But "Blue Collar" doesn't mean low end bikes and parts.


----------



## JmZ (Jan 10, 2004)

Looks like a definite rider. Enjoy.

I'm still running the STX front mech, it's one of the only two parts left from when I bought it (the other is the stem.  ).

The 'Vega was one of the first bikes that felt inspired. A production bike no doubt, but not the same as the Giant's/Specialized's, and the like that were all around when I got mine.

JmZ


----------



## jacdykema (Apr 10, 2006)

I agree. I always liked the look of the Vegas. The super skinny steel tubing is something I've always liked on bikes. Univega and Kona both did a good job of this on mid-level bikes as well as their higher end bikes back in the day.


----------



## Slimpee (Oct 3, 2007)

jacdykema said:


> As far as the shoes, of course they are hideous. That was the point.


Dude, the shoes are awesome. Anyone who equates the color of shoes, clothes, bikes, etc. w/ sexual orientation is a narrow-minded moron...

BTW, low-end components can work just fine, as many people has said. I'm running a 200 GS drivetrain w/ 9-spd bar-end shifters (worth more than the bike) on friction mode and everything works great. Some people seem to think that unless you're running the best components you might as well not waste your time. Screw those people, go ride. It's that much better when you pass 'em...


----------



## Slimpee (Oct 3, 2007)

Haha, I just noticed the Wal-Mart Kenda rear tire. I threw a new pair of those on my Kona and I actually kinda like 'em. I hate the look but I ride the bike on the street and to the trails so the connected tread in the middle helps 'em roll well and they seem to offer pretty decent traction off-road. They're probably not the most durable but I haven't had a problem yet...


----------



## stan4bikes (May 24, 2006)

*hmmmmm?*



Slimpee said:


> Dude, the shoes are awesome. Anyone who equates the color of shoes, clothes, bikes, etc. w/ sexual orientation is a narrow-minded moron...
> 
> ...


If that was in reference to my comment about the shoes...I wasn't implying ANYTHING about sexual orientation, just that they were hideous.....where did that come from?


----------



## Slimpee (Oct 3, 2007)

stan4bikes said:


> If that was in reference to my comment about the shoes...I wasn't implying ANYTHING about sexual orientation, just that they were hideous.....where did that come from?





stan4bikes said:


> Except those hideous Sidi shoes But I guess that explains alot about you.. .


Tone certainly is hard to read over the internet...


----------



## Rumpfy (Dec 21, 2003)

I find that reading all posts in this forum with a heavy sarcastic tone tends to eschew any obfuscation of implied meaning or intent.


----------



## jacdykema (Apr 10, 2006)

Concerning the sexual orientation of my shoes goes, I don't mind anyone calling them gay. I love the gays! My shoes are also Italian (ie. Euro) and as everyone knows, Italians are often mistaken for gays due to their impecable fashion sense. In either case, I bought them because they are old and loud and likely to make all the track bike hipsters around here look at me like I'm from Mars.

As far as forum etiquette goes, I think two good rules are:

I. Don't be a d!ck. 
a. If you are going to be a d!ck, be a funny d!ck who means no harm.
b. If you are going to be a serious d!ck, you deserve any smack talking you get

II. When someone is a d!ck to you assume that its all in good fun unless you have a good reason to believe otherwise.

:::::

Problem statement |
Set down word for word the part of the forum thread that opens with the words containing "I agree. I always" and closes with "was the point.". The listing that comes next stands apart from the forum thread.

Data entries |
:::::

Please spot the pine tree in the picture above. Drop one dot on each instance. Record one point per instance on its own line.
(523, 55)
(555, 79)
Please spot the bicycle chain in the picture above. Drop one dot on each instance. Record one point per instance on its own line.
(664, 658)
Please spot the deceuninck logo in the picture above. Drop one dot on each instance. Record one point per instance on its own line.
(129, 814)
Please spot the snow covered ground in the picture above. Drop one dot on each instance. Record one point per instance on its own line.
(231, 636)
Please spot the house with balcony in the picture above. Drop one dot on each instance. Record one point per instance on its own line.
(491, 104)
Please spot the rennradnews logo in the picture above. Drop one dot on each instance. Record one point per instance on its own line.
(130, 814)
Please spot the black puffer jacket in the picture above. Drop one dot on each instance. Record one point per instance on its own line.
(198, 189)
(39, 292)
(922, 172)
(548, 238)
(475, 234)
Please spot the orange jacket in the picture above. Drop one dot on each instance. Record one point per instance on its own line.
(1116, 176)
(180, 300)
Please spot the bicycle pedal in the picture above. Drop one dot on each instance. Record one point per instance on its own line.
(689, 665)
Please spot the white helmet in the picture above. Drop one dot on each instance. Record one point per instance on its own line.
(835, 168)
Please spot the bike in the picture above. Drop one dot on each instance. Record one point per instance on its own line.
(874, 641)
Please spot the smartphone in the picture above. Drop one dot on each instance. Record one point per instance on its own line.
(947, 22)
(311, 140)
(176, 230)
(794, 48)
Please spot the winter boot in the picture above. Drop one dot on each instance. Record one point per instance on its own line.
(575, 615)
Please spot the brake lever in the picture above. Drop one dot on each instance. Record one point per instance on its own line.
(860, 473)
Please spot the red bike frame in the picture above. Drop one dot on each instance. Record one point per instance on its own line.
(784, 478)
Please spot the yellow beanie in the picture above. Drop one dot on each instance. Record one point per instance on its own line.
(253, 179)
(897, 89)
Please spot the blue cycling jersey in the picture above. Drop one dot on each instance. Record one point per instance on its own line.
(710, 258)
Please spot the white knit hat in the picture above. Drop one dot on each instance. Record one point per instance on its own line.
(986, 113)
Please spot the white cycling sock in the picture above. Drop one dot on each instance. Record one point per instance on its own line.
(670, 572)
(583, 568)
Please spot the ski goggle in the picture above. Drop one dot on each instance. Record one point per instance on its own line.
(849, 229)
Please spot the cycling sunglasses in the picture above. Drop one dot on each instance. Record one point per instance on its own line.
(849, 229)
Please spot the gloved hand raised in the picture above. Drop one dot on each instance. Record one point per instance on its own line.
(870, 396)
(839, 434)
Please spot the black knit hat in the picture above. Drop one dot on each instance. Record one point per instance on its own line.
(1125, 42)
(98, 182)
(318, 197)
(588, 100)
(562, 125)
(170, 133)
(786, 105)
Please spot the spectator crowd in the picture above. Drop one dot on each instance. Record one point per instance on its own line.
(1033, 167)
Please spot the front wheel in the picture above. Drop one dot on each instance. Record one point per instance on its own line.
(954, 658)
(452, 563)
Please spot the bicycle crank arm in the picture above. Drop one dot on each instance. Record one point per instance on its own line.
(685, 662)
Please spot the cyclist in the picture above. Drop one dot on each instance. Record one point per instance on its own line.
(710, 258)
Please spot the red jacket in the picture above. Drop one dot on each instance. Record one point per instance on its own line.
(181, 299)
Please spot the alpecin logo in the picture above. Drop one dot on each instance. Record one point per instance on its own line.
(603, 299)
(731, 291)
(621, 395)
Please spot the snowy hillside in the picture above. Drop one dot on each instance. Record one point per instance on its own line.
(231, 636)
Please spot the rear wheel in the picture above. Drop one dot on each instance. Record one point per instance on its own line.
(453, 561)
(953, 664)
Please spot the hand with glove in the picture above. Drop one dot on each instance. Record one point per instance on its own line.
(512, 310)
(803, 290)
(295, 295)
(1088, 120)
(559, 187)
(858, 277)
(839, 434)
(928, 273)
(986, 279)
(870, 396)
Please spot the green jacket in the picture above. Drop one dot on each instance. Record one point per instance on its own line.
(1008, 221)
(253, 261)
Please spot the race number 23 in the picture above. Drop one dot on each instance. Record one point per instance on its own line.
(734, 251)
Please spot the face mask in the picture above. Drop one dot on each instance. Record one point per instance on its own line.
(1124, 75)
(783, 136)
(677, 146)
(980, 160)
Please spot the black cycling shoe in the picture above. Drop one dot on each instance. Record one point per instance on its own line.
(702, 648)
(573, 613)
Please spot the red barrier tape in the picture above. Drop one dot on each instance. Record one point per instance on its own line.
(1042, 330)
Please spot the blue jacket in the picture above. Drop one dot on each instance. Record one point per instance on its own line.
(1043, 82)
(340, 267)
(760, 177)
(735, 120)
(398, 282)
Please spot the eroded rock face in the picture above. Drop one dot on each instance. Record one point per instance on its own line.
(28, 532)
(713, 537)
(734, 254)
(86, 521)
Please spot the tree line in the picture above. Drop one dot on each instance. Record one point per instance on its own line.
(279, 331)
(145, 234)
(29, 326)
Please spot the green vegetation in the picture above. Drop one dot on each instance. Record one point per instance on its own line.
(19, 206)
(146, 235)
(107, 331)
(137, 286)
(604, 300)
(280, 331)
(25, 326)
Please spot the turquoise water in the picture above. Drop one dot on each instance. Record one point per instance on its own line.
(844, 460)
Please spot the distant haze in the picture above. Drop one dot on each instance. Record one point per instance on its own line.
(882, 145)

:::::

Answer to this task |
I agree. I always liked the look of the Vegas. The super skinny steel tubing is something I've always liked on bikes. Univega and Kona both did a good job of this on mid-level bikes as well as their higher end bikes back in the day.


----------



## Slimpee (Oct 3, 2007)

jacdykema said:


> As far as the shoes, of course they are hideous. That was the point.